STUDY TEXT:
Under the terms of the new AG-881 collaboration, Agios will receive an initial payment of $10 million in the second quarter of 2015 and is eligible to receive regulatory milestone payments of up to $70 million. Agios and Celgene will jointly collaborate on the worldwide development program for AG-881, sharing development costs 50/50 worldwide. The two companies have agreed to share any worldwide profits 50/50, with Celgene booking worldwide commercial sales. Agios would lead commercialization in the U.S. with both companies sharing equally in field-based commercial activities, and Celgene would lead commercialization ex-U.S. with Agios providing one third of field-based commercial activities in the major E.U. markets.

Summary of Agios and Celgene Collaboration on IDH Mutant Inhibitors

Agios and Celgene entered a global, strategic collaboration in April 2010 and, to date, three potential new distinct investigational medicines have emerged – the IDH2 mutant inhibitor, AG-221; the IDH1 mutant inhibitor, AG-120; and the pan-IDH mutant inhibitor, AG-881, which as described above is now part of a new collaboration between the companies. These three investigational medicines aim to improve the treatment outcomes for patients whose cancers carry these IDH mutations, including difficult to treat acute myelogenous leukemia and glioma, a type of aggressive brain tumor with poor prognosis. Each of these investigational medicines carries different financial terms and rights under the collaboration, including:

AG-221: Celgene has worldwide development and commercialization rights for AG-221. Agios is eligible for up to $120 million in milestone payments and royalties on any net sales.

STUDY MATERIAL:
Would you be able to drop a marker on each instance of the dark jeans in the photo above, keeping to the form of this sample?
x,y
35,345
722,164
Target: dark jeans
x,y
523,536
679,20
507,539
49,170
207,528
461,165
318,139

REQUIRED WORK:
1. In the Agios and Celgene passage, copy the text from "AG-221: Celgene has" up to and including "any net sales.".
2. List every investigational medicine named in the Agios and Celgene passage.
3. According to the Agios and Celgene passage, what initial payment will Agios receive under the new AG-881 collaboration, and when?

ANSWERS IN ORDER:
1.
AG-221: Celgene has worldwide development and commercialization rights for AG-221. Agios is eligible for up to $120 million in milestone payments and royalties on any net sales.

2.
AG-221, the IDH2 mutant inhibitor
AG-120, the IDH1 mutant inhibitor
AG-881, the pan-IDH mutant inhibitor

3. $10 million in the second quarter of 2015.